WHAT YOU WILL DO: Can you format the items below, from the very first line through the line containing "pixel 824 559" (including that line), as a JSON list of strings with one string per line and no blank lines?

ITEMS:
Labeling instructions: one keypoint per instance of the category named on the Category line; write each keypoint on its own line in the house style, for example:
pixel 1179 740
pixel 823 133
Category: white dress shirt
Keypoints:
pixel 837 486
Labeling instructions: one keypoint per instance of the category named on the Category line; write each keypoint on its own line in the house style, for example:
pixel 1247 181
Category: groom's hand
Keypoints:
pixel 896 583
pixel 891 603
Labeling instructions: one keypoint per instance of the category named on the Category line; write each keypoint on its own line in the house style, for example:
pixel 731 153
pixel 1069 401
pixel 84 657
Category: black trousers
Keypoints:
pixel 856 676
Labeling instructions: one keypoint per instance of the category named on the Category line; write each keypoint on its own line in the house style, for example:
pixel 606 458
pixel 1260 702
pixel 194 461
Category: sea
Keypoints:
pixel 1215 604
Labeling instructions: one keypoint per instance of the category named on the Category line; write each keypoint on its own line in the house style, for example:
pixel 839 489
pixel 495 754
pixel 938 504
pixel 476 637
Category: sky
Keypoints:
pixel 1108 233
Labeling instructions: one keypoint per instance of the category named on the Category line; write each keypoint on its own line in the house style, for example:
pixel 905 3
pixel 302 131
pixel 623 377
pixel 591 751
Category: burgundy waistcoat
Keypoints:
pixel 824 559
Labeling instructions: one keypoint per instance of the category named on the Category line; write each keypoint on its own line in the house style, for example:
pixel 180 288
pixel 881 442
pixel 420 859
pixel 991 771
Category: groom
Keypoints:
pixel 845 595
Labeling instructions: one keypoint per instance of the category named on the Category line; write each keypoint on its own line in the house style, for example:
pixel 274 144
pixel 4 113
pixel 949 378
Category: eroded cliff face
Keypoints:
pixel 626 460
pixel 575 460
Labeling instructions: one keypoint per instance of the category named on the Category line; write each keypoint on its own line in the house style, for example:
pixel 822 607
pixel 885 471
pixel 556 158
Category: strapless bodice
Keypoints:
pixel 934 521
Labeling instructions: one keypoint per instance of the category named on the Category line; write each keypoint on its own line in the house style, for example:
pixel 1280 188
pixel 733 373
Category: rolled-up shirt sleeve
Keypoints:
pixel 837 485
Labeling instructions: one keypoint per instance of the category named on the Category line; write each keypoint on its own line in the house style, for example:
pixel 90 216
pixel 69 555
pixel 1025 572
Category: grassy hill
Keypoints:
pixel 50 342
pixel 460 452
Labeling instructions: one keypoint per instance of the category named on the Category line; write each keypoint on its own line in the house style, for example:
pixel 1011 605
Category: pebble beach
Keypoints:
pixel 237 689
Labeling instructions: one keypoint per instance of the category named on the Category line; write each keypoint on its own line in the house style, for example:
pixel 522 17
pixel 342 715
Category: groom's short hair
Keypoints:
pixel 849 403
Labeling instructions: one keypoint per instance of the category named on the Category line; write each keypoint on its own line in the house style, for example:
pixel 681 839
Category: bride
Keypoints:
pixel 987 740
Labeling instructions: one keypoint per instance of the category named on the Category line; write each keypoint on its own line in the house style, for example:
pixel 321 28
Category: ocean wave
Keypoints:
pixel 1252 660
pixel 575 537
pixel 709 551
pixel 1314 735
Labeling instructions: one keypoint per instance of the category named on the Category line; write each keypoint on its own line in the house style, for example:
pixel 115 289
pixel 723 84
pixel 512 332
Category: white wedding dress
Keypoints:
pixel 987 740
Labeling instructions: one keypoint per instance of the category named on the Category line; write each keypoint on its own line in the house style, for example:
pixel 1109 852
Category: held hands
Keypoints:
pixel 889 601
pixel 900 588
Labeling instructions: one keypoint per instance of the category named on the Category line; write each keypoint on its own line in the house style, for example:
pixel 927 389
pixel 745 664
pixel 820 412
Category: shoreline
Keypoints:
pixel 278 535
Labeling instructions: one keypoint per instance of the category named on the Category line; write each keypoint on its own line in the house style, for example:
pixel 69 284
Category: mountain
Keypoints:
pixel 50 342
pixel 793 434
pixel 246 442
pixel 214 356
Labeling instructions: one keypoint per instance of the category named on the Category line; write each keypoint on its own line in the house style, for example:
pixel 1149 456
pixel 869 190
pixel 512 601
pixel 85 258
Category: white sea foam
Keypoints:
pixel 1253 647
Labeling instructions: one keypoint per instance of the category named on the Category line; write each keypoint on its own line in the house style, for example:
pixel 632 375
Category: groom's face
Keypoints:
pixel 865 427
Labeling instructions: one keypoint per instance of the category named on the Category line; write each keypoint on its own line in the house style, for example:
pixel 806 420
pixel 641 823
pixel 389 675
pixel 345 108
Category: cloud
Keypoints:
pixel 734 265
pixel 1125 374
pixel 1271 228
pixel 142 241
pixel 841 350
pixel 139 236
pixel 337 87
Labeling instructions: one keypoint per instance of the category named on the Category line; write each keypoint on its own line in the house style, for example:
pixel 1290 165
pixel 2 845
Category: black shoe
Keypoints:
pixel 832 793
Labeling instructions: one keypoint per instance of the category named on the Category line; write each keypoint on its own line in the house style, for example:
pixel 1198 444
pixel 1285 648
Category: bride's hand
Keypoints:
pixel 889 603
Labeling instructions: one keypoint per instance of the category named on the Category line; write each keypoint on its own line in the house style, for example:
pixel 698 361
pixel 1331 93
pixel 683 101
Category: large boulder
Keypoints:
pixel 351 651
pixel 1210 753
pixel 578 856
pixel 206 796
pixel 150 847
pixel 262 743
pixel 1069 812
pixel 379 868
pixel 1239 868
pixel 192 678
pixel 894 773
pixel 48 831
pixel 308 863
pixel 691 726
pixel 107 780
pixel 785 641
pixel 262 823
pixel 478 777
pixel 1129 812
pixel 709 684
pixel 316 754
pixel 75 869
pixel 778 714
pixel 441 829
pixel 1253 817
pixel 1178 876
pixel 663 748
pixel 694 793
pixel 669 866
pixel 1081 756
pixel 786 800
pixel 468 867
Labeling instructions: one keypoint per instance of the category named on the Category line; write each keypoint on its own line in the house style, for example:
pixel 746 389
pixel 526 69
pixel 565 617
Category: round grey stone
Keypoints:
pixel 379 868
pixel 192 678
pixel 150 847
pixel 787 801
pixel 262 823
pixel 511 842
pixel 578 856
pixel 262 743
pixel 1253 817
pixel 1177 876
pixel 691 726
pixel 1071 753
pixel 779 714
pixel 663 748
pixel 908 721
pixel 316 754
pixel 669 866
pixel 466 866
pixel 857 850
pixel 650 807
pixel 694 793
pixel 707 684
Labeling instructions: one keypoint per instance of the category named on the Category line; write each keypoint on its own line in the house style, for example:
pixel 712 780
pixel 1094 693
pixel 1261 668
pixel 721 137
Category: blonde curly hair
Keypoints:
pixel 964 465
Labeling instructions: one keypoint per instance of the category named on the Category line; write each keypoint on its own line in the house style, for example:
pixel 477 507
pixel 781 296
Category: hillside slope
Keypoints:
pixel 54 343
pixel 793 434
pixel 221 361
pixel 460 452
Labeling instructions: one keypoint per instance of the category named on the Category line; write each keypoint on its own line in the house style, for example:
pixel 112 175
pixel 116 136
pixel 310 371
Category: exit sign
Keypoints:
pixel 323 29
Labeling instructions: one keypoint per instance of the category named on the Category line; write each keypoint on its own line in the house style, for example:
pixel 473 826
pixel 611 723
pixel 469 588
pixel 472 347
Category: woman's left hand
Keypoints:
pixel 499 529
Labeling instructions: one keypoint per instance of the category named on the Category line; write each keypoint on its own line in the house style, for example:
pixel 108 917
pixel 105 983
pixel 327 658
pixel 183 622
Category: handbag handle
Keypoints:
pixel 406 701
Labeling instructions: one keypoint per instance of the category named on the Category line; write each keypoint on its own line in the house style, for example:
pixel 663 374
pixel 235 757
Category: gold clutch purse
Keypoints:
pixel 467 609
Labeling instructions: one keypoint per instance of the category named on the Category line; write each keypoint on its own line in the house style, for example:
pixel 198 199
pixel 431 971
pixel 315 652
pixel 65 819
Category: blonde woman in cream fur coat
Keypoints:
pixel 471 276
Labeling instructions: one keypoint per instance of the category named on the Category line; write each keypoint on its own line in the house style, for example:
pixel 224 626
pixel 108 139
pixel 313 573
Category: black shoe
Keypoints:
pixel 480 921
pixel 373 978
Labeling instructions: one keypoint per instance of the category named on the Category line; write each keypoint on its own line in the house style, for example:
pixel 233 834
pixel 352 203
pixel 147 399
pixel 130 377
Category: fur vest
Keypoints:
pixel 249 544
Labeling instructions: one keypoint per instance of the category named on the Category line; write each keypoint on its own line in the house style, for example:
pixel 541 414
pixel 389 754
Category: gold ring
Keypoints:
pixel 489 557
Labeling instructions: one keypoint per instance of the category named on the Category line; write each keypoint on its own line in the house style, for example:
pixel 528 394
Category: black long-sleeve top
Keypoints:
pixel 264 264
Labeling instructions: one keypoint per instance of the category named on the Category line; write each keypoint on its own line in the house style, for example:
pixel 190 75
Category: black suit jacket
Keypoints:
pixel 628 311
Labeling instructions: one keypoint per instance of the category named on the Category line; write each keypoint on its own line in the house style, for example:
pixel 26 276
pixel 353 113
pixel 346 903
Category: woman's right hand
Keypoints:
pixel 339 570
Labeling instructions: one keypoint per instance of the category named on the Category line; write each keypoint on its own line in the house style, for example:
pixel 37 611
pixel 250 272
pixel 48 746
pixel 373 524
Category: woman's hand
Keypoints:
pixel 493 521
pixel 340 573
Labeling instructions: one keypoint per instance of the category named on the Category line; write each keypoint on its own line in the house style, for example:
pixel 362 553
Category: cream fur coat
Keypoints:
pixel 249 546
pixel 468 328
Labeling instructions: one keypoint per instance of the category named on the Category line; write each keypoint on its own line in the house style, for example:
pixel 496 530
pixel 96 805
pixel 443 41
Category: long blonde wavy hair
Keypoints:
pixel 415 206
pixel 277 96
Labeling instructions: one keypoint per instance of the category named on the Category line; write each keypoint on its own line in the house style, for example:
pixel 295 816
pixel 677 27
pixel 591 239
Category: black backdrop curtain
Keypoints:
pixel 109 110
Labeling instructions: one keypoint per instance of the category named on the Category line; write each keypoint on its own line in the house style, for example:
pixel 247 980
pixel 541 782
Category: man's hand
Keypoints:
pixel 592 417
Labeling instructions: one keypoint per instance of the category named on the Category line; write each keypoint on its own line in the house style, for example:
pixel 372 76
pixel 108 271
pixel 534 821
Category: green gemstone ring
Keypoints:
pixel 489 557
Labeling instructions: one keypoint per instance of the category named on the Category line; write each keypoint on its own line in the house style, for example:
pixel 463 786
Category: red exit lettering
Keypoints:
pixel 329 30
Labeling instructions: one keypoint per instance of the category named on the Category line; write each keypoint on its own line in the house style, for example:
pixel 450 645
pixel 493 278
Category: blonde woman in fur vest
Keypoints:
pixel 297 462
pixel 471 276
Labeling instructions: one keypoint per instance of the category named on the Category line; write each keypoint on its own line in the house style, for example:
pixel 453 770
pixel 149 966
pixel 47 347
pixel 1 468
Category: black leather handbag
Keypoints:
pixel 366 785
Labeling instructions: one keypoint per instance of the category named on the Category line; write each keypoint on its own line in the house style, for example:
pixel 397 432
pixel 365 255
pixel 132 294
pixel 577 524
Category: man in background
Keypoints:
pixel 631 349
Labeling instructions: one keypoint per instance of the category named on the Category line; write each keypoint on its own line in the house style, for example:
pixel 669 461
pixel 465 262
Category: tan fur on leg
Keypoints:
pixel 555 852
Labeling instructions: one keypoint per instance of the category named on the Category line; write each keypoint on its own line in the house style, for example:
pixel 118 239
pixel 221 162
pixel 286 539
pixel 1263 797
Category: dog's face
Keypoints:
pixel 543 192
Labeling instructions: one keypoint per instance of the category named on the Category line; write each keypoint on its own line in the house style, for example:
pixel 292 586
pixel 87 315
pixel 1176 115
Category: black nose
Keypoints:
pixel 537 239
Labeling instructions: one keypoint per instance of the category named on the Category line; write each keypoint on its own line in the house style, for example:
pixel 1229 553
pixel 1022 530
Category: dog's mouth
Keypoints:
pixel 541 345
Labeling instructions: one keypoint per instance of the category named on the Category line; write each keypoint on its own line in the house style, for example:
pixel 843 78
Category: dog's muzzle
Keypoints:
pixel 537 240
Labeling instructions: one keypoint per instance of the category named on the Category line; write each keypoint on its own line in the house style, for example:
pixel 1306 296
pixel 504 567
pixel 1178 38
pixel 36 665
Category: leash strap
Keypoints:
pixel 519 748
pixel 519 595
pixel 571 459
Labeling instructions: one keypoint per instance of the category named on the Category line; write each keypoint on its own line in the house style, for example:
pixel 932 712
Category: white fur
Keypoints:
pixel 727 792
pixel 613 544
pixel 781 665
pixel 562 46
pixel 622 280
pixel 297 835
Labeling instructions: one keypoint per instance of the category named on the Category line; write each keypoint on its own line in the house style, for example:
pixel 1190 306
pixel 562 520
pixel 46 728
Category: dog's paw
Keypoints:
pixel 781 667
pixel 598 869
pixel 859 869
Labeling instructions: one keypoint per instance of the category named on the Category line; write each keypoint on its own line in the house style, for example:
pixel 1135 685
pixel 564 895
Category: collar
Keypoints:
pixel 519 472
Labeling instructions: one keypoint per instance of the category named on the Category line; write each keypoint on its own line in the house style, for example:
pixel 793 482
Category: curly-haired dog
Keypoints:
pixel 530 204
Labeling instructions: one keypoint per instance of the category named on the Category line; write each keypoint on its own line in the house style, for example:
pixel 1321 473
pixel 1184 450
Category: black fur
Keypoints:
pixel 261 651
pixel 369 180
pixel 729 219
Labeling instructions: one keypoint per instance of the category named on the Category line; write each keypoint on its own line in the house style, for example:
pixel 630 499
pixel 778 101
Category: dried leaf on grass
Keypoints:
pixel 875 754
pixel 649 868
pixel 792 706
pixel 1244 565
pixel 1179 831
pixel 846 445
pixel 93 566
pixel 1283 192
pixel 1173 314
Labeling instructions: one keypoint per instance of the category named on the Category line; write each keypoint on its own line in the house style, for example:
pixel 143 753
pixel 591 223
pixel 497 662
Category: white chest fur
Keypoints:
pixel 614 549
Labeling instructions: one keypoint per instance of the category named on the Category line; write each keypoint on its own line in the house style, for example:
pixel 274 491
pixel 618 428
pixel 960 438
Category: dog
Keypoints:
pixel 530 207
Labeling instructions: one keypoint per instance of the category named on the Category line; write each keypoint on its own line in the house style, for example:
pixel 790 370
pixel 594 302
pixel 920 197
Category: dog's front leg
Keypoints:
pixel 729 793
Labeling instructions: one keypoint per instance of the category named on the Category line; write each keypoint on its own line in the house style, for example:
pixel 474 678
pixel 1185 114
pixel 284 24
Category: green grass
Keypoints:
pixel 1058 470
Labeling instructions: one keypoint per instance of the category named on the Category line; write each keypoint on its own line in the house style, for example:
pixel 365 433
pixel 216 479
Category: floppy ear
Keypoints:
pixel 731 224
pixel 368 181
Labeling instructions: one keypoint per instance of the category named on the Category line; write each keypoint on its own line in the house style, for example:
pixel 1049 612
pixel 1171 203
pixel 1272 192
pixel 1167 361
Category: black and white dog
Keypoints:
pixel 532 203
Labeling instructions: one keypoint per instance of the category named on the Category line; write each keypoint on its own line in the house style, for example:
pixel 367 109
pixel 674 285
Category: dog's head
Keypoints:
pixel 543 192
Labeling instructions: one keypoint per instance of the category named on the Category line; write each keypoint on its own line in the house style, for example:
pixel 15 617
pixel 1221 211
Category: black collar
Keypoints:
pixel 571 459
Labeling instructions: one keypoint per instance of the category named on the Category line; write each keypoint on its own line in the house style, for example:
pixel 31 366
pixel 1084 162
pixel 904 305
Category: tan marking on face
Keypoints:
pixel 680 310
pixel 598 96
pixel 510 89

SOLUTION TO THIS PROBLEM:
[
  "Labeling instructions: one keypoint per instance of the category named on the Category line; write each keypoint on its own line in the house style, for example:",
  "pixel 1179 740",
  "pixel 823 133",
  "Category: white dress shirt",
  "Keypoints:",
  "pixel 837 486",
  "Labeling instructions: one keypoint per instance of the category named on the Category line; write each keypoint on its own line in the house style, for example:",
  "pixel 1247 181",
  "Category: groom's hand",
  "Keypoints:",
  "pixel 896 583",
  "pixel 891 603",
  "Labeling instructions: one keypoint per instance of the category named on the Category line; write each keypoint on its own line in the house style, for example:",
  "pixel 731 153",
  "pixel 1069 401",
  "pixel 84 657",
  "Category: black trousers",
  "Keypoints:",
  "pixel 856 676",
  "Labeling instructions: one keypoint per instance of the category named on the Category line; write each keypoint on its own line in the house style, for example:",
  "pixel 606 458",
  "pixel 1260 702",
  "pixel 194 461",
  "Category: sea",
  "Keypoints:",
  "pixel 1215 604",
  "Labeling instructions: one keypoint per instance of the category named on the Category line; write each keypoint on its own line in the house style, for example:",
  "pixel 839 489",
  "pixel 495 754",
  "pixel 938 504",
  "pixel 476 637",
  "Category: sky",
  "Keypoints:",
  "pixel 1108 233",
  "Labeling instructions: one keypoint per instance of the category named on the Category line; write each keypoint on its own line in the house style, for example:",
  "pixel 905 3",
  "pixel 302 131",
  "pixel 623 377",
  "pixel 591 751",
  "Category: burgundy waistcoat",
  "Keypoints:",
  "pixel 824 559"
]